╭─ SUPPLIED DATA

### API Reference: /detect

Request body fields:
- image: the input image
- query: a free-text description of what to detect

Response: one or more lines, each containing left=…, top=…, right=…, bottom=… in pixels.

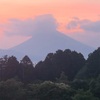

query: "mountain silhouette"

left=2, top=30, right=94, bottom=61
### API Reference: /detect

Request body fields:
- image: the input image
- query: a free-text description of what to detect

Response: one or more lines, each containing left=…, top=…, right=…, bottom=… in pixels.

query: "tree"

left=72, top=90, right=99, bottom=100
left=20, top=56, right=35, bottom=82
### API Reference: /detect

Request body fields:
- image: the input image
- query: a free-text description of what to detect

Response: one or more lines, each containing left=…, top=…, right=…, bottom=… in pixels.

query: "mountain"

╰─
╭─ SUPPLIED DATA

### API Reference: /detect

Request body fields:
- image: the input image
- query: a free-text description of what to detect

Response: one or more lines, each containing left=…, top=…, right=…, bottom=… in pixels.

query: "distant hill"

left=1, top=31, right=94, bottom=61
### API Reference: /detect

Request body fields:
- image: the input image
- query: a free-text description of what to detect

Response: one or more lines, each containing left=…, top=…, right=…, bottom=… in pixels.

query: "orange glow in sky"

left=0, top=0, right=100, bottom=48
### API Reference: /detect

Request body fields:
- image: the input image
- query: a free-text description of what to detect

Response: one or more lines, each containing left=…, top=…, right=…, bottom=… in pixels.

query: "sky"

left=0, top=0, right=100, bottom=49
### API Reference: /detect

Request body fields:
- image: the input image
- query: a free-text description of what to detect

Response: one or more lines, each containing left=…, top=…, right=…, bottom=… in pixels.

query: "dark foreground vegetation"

╰─

Pick out and copy each line of the material above that contains the string "mountain". Case counts.

query: "mountain silhouette"
query: "mountain"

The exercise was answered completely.